--- Available data ---
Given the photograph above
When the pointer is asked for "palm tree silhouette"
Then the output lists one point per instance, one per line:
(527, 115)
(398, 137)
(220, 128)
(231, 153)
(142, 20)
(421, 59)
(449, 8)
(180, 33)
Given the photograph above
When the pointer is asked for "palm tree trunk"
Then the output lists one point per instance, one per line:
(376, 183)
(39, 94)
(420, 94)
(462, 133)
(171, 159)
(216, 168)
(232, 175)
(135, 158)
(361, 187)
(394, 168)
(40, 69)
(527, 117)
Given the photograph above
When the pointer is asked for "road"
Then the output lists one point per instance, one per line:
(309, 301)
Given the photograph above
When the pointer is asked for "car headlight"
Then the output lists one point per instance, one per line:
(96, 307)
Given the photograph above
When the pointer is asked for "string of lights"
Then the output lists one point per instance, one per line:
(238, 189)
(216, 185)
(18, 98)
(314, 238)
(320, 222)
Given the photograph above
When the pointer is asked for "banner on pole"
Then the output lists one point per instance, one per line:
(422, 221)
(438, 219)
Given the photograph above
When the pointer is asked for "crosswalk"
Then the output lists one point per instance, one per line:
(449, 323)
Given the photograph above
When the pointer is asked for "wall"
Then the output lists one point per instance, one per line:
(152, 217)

--- What to produce ---
Reproduce all of the material above, line by line, without changing a single word, number or mark.

--- The answer ---
Given the photograph above
When the pointer is asked for "palm tree silhouette"
Then the output lists one point per instance, one per line:
(527, 115)
(398, 137)
(220, 128)
(231, 153)
(142, 20)
(421, 59)
(449, 8)
(180, 33)
Given the photograph above
When the pointer is asked for "palm tree trunk"
Then the output lists one point per instance, one per line:
(376, 183)
(39, 94)
(420, 94)
(462, 133)
(171, 159)
(216, 168)
(232, 175)
(135, 158)
(361, 187)
(394, 168)
(40, 69)
(527, 117)
Given the photograph above
When the pointer is asked for "road"
Then the output lists one point per instance, one per line:
(309, 301)
Given the photograph above
When the pointer is asked for "car headlight"
Then the output lists one point per instance, one per line:
(96, 307)
Given the photograph above
When the pointer is asked for "string of lights"
Then the output lists one point per instance, one per line:
(238, 189)
(216, 185)
(18, 98)
(314, 238)
(320, 222)
Given the photograph above
When the pointer is asked for "banner on pole"
Then the output lists one point per instance, one per line:
(422, 221)
(438, 219)
Given the photograph above
When the pointer is asked for "crosswalk"
Then the output lists one point per instance, one per line:
(449, 323)
Given the photograph above
When the pointer is asked for "wall"
Then the output lists one point per instance, one per line:
(152, 217)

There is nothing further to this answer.